— START OF MATERIAL TO PROCESS —

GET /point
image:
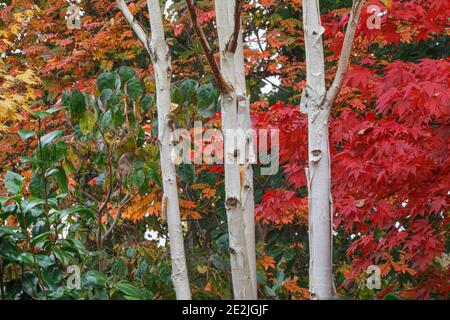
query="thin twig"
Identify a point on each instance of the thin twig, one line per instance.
(345, 52)
(232, 43)
(141, 34)
(224, 87)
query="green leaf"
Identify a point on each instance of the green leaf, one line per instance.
(66, 98)
(95, 278)
(27, 258)
(37, 185)
(26, 134)
(61, 179)
(13, 182)
(50, 137)
(134, 89)
(207, 96)
(186, 172)
(32, 160)
(188, 88)
(105, 96)
(31, 203)
(41, 239)
(8, 250)
(106, 80)
(147, 102)
(130, 291)
(77, 105)
(87, 122)
(137, 179)
(41, 114)
(126, 73)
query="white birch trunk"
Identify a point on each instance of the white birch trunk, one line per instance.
(244, 121)
(241, 278)
(318, 174)
(159, 52)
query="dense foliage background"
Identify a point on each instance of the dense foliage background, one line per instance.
(79, 174)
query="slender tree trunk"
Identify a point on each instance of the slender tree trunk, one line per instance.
(317, 103)
(160, 55)
(318, 173)
(231, 102)
(244, 121)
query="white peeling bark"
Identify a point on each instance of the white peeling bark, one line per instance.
(244, 121)
(317, 103)
(230, 101)
(160, 55)
(319, 175)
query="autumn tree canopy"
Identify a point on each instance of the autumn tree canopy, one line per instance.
(96, 203)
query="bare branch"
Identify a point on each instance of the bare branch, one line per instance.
(345, 52)
(141, 34)
(224, 87)
(232, 43)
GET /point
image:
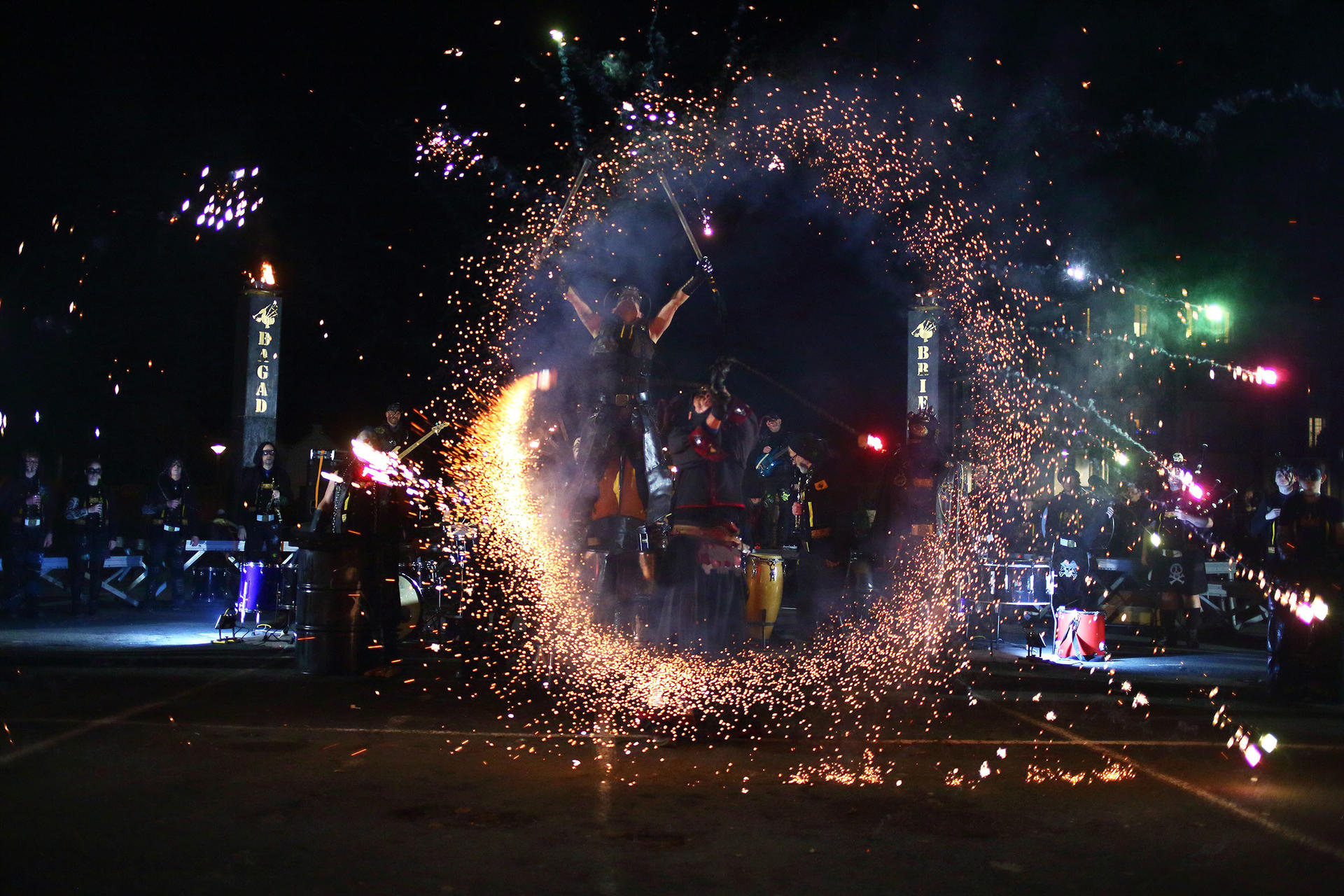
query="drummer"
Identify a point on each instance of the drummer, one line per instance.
(701, 580)
(264, 496)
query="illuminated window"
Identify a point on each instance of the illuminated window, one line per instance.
(1140, 320)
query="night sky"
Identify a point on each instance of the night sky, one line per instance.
(1191, 146)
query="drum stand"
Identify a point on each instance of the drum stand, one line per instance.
(444, 617)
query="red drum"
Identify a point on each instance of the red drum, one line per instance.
(258, 587)
(1079, 634)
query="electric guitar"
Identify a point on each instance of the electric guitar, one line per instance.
(435, 430)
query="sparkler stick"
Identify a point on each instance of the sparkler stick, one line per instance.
(680, 216)
(565, 210)
(695, 246)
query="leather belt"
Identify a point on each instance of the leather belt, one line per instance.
(622, 400)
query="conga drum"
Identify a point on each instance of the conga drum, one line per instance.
(1079, 634)
(258, 587)
(409, 590)
(765, 590)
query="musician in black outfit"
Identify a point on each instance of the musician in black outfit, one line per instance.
(89, 514)
(702, 589)
(1074, 524)
(374, 514)
(1264, 524)
(264, 498)
(171, 507)
(766, 482)
(26, 505)
(622, 426)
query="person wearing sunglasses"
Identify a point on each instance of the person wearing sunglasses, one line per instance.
(92, 540)
(264, 496)
(26, 507)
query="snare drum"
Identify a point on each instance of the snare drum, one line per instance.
(765, 592)
(258, 587)
(409, 590)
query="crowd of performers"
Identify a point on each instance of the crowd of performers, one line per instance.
(676, 501)
(1159, 535)
(171, 522)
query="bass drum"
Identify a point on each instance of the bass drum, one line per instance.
(410, 590)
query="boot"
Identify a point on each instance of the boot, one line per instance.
(1193, 626)
(1168, 629)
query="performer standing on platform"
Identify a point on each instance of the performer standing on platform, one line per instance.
(26, 504)
(171, 507)
(704, 592)
(92, 539)
(372, 514)
(622, 426)
(818, 527)
(1313, 558)
(1177, 571)
(1070, 524)
(264, 496)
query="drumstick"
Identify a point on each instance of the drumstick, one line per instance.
(565, 210)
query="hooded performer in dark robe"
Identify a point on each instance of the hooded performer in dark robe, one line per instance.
(702, 589)
(171, 507)
(622, 429)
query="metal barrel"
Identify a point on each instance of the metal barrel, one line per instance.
(332, 631)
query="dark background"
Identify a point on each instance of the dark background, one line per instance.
(1167, 169)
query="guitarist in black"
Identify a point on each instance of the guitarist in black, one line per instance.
(264, 496)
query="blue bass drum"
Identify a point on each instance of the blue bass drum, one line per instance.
(771, 463)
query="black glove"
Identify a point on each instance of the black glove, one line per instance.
(704, 270)
(718, 381)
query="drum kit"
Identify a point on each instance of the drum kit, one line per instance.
(766, 574)
(267, 593)
(430, 584)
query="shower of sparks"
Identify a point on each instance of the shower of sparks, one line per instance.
(222, 202)
(867, 156)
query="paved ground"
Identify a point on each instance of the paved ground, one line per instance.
(140, 758)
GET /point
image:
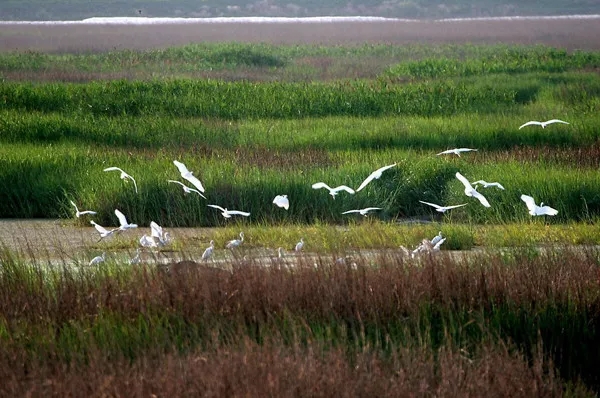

— END OF MATERIAL TO PROCESS —

* [CHALLENGE]:
Pull out every line of the records above that contains the word "outfit".

* [ANSWER TO THE TASK]:
query="musician in black outfit"
Identify a point on each instance of the musician in black outfit, one line per instance.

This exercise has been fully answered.